*Énoncé de l'exercice*
Prolongez le texte sur les blessures dans le milieu de la danse en reprenant à la suite de sa dernière phrase.

*Texte d'étude*
..............................

Ce texte est paru dans l’édition papier du 30 mars 2023.
Depuis toujours, ma sœur rêve de danser dans les plus grands ballets du monde. Au fil de sa formation, je l’ai vue accumuler blessures et rendez-vous chez la physiothérapeute. Son cas est loin d’être isolé. Pourquoi les blessures sont-elles si fréquentes dans le milieu de la danse professionnelle et préprofessionnelle ? En quête d’explications, j’ai rencontré des danseurs et des danseuses qui dénoncent une industrie les poussant à dépasser les limites de leur corps.
Depuis qu’elle a trois ans, l’étudiante en danse Anne-Frédérique Charland a subi six blessures majeures, notamment au dos et aux jambes. Au cours de son adolescence, la jeune ballerine a dû prendre une pause d’un an afin de reposer son corps. Durant cette période, elle a manqué plusieurs évaluations et spectacles. Cette blessure majeure la suivra toute sa carrière, puisque les compagnies de danse peuvent accéder aux dossiers médicaux de leurs artistes.
« On te dit que la clé pour ne pas être blessée, c’est le repos, mais tu n’as jamais le temps de te reposer », dénonce Anne-Frédérique Charland. Comme le milieu de la danse est axé sur la performance, certains enseignants et certaines enseignantes poussent les artistes jusqu’à l’épuisement. Ce surmenage mène inévitablement à des blessures. La danseuse professionnelle Diana León précise que, souvent, dans les compagnies de danse, « on va t’encourager à continuer à danser et à tolérer la douleur ».
« Au soccer, le joueur va se rouler par terre pour demander la faute. En danse, c’est tout l’inverse. Dès que tu montes sur scène, tu dois cacher ta douleur », renchérit-elle.
Les danseurs et les danseuses préprofessionnel(le)s sont plus à risque de subir des blessures comparativement aux autres jeunes athlètes. C’est ce que révèle une étude menée en 2014 par une équipe de médecins et de biologistes qui ont observé pendant un an des danseurs et des danseuses de grandes écoles de ballet de Londres. D’après leurs conclusions, le taux de blessure s’élevait à 76 % parmi les artistes étudié(e)s, et 72 % de ces blessures étaient causées par une surutilisation.
« En tant que danseuses, on est fortement liées à notre métier identitairement, alors on subit une perte d’identité quand on ne peut pas faire ce qu’on est habituées de faire tous les jours », relate Diana León, qui a vécu une blessure majeure à la cheville à l’âge de 16 ans.

..............................

*Données présentées*
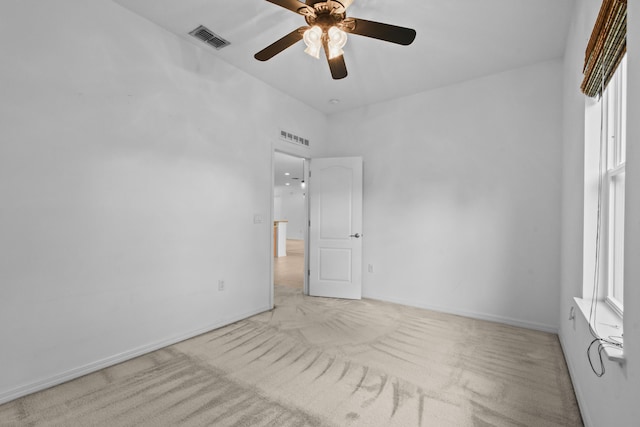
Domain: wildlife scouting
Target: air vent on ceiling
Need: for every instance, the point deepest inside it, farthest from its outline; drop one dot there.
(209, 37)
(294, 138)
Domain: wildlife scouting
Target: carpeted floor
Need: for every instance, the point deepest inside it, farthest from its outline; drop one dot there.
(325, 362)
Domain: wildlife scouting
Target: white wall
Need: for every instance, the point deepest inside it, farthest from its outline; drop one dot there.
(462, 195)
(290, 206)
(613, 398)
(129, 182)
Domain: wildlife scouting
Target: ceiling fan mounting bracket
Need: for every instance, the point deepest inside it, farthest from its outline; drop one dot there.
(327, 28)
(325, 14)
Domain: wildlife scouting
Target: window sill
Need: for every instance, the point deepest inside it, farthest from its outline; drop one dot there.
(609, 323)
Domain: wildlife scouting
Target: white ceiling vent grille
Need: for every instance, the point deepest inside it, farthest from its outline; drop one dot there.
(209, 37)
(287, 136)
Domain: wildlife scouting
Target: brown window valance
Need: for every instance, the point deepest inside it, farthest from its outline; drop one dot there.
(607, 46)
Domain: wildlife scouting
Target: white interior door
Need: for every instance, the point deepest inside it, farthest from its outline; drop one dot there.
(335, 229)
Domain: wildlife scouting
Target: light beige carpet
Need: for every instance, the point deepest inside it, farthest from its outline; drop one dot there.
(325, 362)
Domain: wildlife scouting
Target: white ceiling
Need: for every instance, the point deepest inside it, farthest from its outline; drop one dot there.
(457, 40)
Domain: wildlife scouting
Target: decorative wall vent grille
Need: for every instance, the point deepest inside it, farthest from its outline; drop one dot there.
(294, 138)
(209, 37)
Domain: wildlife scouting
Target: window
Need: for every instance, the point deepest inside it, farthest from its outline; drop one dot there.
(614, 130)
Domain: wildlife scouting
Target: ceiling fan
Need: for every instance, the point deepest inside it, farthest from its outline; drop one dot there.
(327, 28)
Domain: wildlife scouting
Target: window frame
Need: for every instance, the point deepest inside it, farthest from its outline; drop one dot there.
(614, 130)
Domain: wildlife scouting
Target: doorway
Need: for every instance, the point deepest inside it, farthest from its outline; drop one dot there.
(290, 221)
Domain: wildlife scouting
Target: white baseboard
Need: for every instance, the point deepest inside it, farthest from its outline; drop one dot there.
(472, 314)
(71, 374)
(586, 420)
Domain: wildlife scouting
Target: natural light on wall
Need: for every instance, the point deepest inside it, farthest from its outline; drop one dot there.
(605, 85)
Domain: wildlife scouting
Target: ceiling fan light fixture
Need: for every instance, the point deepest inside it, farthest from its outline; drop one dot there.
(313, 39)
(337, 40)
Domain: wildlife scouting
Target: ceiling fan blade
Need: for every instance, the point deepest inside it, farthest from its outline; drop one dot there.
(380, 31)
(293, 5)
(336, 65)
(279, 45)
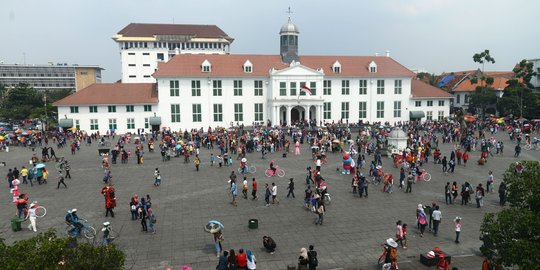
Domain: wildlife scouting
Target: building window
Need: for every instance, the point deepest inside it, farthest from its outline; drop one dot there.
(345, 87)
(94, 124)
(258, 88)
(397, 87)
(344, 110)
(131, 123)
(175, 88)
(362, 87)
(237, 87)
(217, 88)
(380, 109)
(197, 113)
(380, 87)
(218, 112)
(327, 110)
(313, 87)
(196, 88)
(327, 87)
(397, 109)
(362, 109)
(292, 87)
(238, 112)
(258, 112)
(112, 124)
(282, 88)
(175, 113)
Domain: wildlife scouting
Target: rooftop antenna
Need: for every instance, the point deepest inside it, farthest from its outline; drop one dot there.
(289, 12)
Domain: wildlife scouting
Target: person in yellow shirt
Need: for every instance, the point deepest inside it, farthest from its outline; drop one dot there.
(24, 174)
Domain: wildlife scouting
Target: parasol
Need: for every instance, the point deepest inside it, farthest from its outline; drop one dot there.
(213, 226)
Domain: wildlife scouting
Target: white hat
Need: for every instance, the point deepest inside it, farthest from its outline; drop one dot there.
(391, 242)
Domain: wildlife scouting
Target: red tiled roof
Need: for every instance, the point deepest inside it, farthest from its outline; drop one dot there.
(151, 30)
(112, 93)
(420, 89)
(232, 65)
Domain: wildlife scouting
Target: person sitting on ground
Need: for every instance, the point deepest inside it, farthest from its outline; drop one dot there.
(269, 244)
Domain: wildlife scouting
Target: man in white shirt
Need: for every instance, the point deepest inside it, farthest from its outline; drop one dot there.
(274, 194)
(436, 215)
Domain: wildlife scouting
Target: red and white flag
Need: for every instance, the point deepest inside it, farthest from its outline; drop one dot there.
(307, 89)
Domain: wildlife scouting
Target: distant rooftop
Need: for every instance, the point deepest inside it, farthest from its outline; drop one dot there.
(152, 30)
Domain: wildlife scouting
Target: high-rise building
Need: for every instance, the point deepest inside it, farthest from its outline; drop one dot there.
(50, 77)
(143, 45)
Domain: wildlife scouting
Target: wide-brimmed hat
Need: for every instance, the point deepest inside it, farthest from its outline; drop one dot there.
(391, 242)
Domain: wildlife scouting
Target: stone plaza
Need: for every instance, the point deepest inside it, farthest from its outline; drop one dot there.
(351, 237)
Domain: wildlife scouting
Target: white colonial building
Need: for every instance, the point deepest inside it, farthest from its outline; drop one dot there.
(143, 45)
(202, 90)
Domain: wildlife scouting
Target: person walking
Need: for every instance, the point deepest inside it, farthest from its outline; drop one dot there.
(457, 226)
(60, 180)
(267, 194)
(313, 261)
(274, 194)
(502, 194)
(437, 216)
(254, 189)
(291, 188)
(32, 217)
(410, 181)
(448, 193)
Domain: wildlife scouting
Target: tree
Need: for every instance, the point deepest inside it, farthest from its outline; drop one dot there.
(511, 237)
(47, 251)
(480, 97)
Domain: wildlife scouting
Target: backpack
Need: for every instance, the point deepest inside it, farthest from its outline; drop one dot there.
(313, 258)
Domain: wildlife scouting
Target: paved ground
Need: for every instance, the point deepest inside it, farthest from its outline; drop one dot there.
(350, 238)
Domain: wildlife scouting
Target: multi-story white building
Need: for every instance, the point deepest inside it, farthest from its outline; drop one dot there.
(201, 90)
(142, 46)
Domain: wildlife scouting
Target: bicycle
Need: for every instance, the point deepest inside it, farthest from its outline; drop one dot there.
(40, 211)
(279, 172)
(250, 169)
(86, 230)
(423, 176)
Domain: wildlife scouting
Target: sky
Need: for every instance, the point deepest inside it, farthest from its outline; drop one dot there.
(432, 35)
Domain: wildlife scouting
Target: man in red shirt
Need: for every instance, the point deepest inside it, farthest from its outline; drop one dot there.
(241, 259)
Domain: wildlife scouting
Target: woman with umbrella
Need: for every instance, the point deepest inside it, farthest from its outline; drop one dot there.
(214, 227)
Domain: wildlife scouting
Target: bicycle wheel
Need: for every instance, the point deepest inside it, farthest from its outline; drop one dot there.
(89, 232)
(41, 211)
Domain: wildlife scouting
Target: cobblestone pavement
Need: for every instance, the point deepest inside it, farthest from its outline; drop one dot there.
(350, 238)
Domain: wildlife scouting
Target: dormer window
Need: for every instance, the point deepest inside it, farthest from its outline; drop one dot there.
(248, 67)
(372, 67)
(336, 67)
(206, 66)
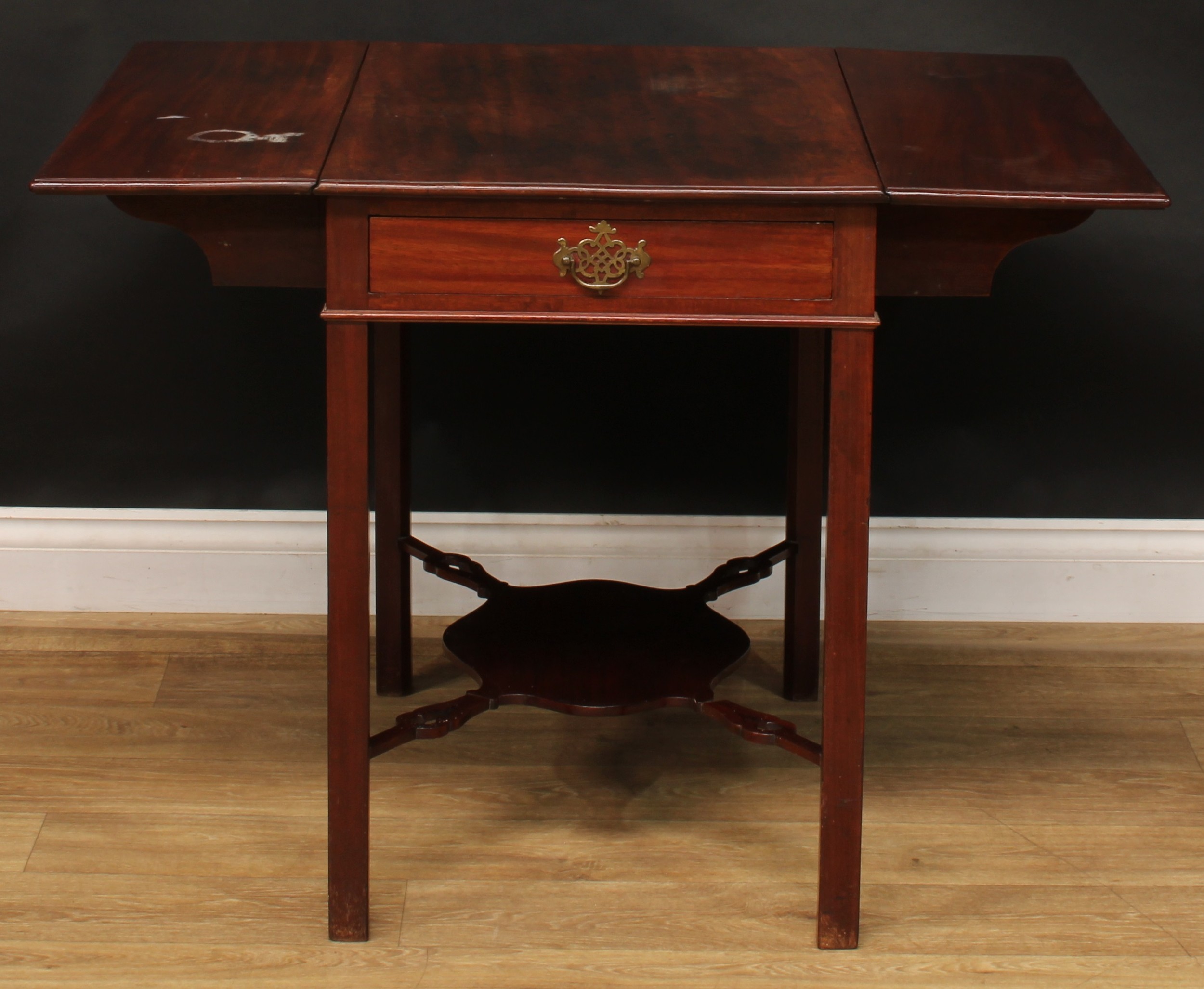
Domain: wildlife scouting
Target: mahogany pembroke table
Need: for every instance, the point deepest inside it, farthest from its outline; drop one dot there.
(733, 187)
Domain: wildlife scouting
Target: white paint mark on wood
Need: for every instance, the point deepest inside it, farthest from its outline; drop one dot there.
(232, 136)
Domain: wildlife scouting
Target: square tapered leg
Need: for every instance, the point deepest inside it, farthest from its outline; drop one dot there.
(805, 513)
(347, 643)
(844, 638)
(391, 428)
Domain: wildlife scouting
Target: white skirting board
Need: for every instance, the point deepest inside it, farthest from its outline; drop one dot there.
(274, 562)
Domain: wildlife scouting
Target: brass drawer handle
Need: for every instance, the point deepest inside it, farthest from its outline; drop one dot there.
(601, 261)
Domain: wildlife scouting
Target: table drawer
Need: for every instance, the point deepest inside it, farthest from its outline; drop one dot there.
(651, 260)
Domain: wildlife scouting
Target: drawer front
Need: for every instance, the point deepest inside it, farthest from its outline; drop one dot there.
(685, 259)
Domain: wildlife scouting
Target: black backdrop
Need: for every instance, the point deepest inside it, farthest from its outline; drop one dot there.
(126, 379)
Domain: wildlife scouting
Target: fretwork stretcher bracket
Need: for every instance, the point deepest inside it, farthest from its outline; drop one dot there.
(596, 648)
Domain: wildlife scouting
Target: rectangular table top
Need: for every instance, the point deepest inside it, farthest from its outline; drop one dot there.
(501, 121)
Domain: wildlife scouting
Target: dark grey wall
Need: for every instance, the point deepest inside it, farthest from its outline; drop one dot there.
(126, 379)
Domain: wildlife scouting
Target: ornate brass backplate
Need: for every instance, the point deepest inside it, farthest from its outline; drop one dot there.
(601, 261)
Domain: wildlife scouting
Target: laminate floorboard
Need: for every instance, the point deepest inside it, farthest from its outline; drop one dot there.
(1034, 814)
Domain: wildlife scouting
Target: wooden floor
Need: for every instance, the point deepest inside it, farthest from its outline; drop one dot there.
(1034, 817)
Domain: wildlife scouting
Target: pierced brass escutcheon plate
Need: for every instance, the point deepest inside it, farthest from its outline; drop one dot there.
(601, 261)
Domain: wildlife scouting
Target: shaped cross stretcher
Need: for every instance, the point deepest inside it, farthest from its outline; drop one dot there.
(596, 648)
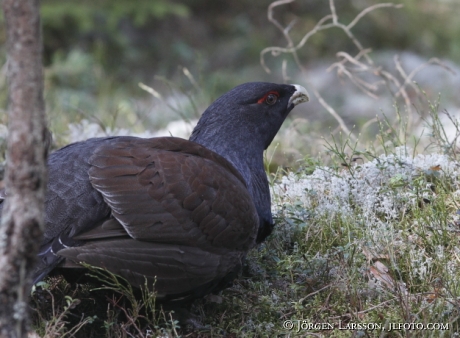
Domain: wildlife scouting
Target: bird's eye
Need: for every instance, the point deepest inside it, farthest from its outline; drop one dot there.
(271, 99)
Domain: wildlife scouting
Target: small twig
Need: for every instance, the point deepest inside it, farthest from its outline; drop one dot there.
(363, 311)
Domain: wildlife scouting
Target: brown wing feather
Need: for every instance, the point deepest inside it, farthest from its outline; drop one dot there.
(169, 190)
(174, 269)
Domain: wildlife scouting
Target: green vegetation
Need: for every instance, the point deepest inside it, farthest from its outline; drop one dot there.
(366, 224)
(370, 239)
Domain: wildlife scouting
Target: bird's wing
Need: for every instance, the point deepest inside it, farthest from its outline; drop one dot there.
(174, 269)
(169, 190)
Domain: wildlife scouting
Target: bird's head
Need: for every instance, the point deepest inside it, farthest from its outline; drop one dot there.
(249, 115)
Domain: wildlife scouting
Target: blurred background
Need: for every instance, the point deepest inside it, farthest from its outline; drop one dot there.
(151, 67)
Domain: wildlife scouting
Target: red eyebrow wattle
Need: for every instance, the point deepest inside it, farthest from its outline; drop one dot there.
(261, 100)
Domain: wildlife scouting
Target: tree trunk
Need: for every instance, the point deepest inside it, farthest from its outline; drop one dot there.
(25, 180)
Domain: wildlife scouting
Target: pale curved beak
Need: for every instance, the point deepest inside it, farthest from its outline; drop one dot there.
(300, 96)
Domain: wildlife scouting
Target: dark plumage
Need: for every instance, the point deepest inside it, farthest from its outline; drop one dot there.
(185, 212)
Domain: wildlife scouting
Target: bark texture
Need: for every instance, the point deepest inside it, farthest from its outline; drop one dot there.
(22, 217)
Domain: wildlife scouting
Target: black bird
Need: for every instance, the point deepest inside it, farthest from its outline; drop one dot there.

..............................

*Réponse*
Lorsqu’un danseur ou une danseuse ne peut plus pratiquer son art, il ou elle doit faire un recours à la Commission des normes, de l’équité, de la santé et de la sécurité du travail (CNESST) pour une blessure au travail, comme dans n’importe quel corps de métier. Cette démarche est épuisante compte tenu de la fréquence des blessures.
Diana a souvent vu des danseurs et des danseuses se faire refuser ce recours : dans l’espoir de pouvoir continuer à performer tout en étant blessé(e)s, ils et elles ont attendu trop longtemps après le moment de la blessure avant de formuler une demande.
Même si les services de trois physiothérapeutes sont accessibles deux fois par semaine aux Grands Ballets Canadiens, les mesures en place ne sont pas suffisantes pour ces professionnel(le)s. Par ailleurs, la compagnie de danse des Ballets Jazz de Montréal n’offre aucun service de physiothérapie.
Et c’est sans compter les pigistes, qui doivent faire leurs propres démarches pour accéder à des services. « Comme danseuse indépendante, tu as très peu de moyens et une séance de physiothérapie coûte très cher [100 $ pour une heure au moins], alors tu te soignes comme tu peux pour ne pas manquer le prochain rôle ou la prochaine opportunité », précise Diana León.
Anne-Frédérique Charland et Diana León sont claires : un meilleur soutien financier et des mesures de prévention des blessures s’imposent dans le milieu de la danse. À l’heure actuelle, des artistes sont forcé(e)s de mettre fin à leur carrière avant la fin de la trentaine, déplorent-elles.